[Detection examples]
__________________________________________________
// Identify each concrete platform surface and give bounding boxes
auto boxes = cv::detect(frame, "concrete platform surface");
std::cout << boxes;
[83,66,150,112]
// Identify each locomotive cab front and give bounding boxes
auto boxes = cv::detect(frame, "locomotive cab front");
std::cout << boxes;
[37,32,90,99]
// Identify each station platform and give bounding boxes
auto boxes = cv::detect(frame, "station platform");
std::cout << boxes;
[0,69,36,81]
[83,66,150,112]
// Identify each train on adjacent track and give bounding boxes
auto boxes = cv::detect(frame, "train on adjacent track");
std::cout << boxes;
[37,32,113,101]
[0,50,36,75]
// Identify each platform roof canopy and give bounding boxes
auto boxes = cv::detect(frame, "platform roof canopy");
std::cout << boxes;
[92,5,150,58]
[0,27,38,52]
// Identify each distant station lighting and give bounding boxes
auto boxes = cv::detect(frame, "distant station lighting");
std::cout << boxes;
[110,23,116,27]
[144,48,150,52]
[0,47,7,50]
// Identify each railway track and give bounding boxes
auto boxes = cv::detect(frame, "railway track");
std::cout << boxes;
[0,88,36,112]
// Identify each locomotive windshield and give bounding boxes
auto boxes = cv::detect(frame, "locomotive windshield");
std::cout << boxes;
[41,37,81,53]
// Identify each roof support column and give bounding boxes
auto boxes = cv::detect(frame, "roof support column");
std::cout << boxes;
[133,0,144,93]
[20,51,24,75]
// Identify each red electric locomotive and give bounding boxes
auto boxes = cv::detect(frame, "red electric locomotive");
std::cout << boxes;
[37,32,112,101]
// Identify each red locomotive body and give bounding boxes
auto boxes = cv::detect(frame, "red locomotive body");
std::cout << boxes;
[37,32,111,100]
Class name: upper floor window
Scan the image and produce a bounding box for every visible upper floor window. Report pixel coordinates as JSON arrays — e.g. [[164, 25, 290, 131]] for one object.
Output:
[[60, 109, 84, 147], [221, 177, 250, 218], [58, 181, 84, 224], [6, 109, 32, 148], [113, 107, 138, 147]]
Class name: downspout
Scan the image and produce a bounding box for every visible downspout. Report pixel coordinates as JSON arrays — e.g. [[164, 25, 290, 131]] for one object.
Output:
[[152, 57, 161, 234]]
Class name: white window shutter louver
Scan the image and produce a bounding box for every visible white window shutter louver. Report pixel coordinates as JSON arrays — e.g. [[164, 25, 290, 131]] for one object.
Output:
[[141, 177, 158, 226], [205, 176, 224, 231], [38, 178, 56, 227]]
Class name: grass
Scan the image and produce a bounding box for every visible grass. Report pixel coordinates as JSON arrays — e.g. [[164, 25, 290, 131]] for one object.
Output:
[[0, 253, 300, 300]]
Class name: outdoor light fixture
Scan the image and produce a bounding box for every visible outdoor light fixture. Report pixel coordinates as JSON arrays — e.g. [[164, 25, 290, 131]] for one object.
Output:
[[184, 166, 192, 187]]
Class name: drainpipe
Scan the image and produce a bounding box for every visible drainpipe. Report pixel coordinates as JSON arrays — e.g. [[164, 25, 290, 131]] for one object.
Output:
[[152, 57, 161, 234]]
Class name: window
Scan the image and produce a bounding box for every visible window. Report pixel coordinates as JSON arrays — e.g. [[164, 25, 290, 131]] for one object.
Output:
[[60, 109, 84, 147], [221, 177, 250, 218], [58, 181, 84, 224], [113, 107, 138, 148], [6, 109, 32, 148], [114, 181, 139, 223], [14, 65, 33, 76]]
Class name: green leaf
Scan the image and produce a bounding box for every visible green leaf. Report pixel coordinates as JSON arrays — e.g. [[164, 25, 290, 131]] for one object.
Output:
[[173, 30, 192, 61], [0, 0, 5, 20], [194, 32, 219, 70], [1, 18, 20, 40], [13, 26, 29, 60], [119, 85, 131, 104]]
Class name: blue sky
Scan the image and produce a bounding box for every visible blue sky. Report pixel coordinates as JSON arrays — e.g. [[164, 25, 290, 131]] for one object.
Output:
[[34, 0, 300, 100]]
__________________________________________________
Give the lines above as a two-column CSV with the columns "request" and "answer" and one row for each request. Put each request's text and its answer in a single quoted field, and turn any line breaks into spaces.

- SOLUTION BELOW -
request,answer
"// Identify each concrete platform surface and give bounding boxes auto boxes = cv::detect(frame, ""concrete platform surface""); std::cout << boxes;","[83,66,150,112]"
"// Identify each locomotive cab front and give bounding boxes auto boxes = cv::detect(frame, ""locomotive cab front""); std::cout << boxes;","[37,32,90,99]"
"// Identify each station platform and give bounding boxes auto boxes = cv::detect(frame, ""station platform""); std::cout << boxes;","[0,69,36,81] [83,66,150,112]"
"// Identify each train on adjacent track and give bounding boxes auto boxes = cv::detect(frame, ""train on adjacent track""); std::cout << boxes;","[37,32,113,101] [0,50,36,75]"
"// Identify each platform roof canopy and give bounding boxes auto boxes = cv::detect(frame, ""platform roof canopy""); std::cout << boxes;","[92,5,150,58] [0,27,38,52]"
"// Identify each distant station lighting and give bounding boxes auto boxes = cv::detect(frame, ""distant station lighting""); std::cout << boxes;","[110,23,116,27] [144,48,150,52] [0,47,7,50]"
"// Identify each railway track and give bounding boxes auto boxes = cv::detect(frame, ""railway track""); std::cout << boxes;","[0,88,36,112]"
"// Identify each locomotive windshield and give bounding boxes auto boxes = cv::detect(frame, ""locomotive windshield""); std::cout << boxes;","[41,37,81,53]"
"// Identify each roof support column and give bounding boxes auto boxes = cv::detect(frame, ""roof support column""); std::cout << boxes;","[133,0,144,93] [20,51,24,75]"
"// Identify each red electric locomotive and give bounding boxes auto boxes = cv::detect(frame, ""red electric locomotive""); std::cout << boxes;","[37,32,112,101]"
"// Identify each red locomotive body and give bounding boxes auto boxes = cv::detect(frame, ""red locomotive body""); std::cout << boxes;","[37,32,111,100]"
"Class name: upper floor window Scan the image and produce a bounding box for every visible upper floor window. Report pixel coordinates as JSON arrays — e.g. [[164, 25, 290, 131]] for one object. Output:","[[60, 109, 84, 147], [221, 177, 250, 218], [58, 181, 84, 224], [6, 109, 32, 148], [113, 107, 138, 147]]"
"Class name: downspout Scan the image and produce a bounding box for every visible downspout. Report pixel coordinates as JSON arrays — e.g. [[164, 25, 290, 131]] for one object. Output:","[[152, 57, 161, 234]]"
"Class name: white window shutter louver Scan the image and produce a bounding box for every visible white window shutter louver. Report pixel coordinates as JSON arrays — e.g. [[164, 25, 290, 131]] for one object. Output:","[[141, 177, 158, 226], [205, 176, 224, 231], [38, 178, 56, 227]]"
"Class name: grass Scan the image and produce a bounding box for every visible grass. Report pixel coordinates as JSON arrays — e.g. [[164, 25, 290, 131]] for one object. Output:","[[0, 253, 300, 300]]"
"Class name: outdoor light fixture Scan the image and produce a bounding box for every visible outdoor light fixture. Report pixel coordinates as JSON arrays — e.g. [[164, 25, 290, 131]] for one object. Output:","[[184, 166, 192, 187]]"
"Class name: drainpipe Scan the image and produce a bounding box for every visible drainpipe. Report pixel coordinates as JSON arrays — e.g. [[164, 25, 290, 131]] for one object. Output:","[[152, 57, 161, 234]]"
"Class name: window Scan the image and produce a bounding box for every visible window. Report pixel coordinates as JSON arrays — e.g. [[164, 25, 290, 131]] for one object. Output:","[[60, 109, 84, 147], [221, 177, 250, 218], [58, 181, 84, 224], [113, 107, 138, 148], [6, 109, 32, 148], [114, 181, 139, 223], [14, 65, 33, 76]]"
"Class name: green leaf Scan the image and produce a bounding box for every visible green leaf. Report pixel coordinates as JSON arrays — e.g. [[164, 25, 290, 131]] for one object. Output:","[[173, 30, 192, 61], [0, 0, 5, 20], [194, 32, 219, 70], [1, 18, 20, 40], [13, 26, 29, 60], [119, 85, 131, 104]]"
"Class name: blue sky Scan the image and produce a bounding box for every visible blue sky. Report pixel coordinates as JSON arrays — e.g. [[164, 25, 290, 131]] for one object. Output:","[[34, 0, 300, 100]]"